Search the listing below for the word "outline" and copy each line where it appears.
======== Records shown
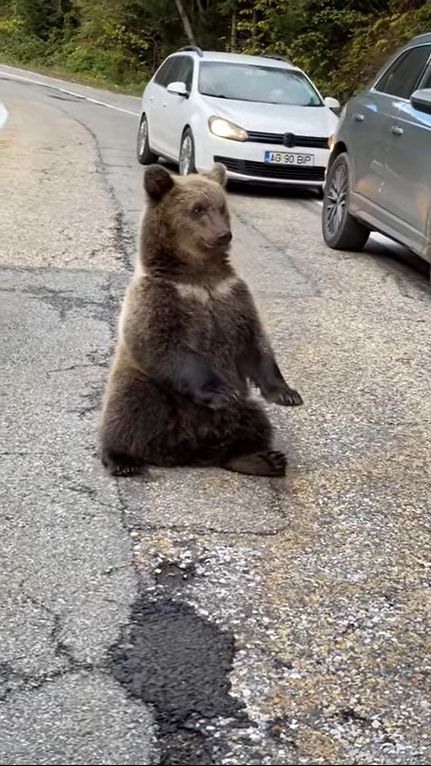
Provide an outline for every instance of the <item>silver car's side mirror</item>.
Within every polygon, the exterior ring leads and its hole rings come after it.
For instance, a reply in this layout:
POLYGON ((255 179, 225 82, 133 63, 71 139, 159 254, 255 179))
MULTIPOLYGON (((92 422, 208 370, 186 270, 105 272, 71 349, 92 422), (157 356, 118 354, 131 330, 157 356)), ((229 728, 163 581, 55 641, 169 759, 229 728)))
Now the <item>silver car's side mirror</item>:
POLYGON ((170 82, 166 90, 168 93, 173 93, 176 96, 183 96, 183 98, 187 98, 189 95, 185 82, 170 82))
POLYGON ((418 112, 431 114, 431 88, 415 90, 410 96, 410 103, 418 112))

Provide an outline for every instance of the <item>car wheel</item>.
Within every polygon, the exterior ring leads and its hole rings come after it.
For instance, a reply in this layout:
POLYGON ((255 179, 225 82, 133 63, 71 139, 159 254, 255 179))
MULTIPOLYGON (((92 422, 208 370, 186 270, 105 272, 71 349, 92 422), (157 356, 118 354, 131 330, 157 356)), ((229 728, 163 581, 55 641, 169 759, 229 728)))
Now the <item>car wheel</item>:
================
Your solution:
Provide an outline for every instance of the <item>silver car's side mirror</item>.
Provide an outline for every instance of the <item>car wheel</item>.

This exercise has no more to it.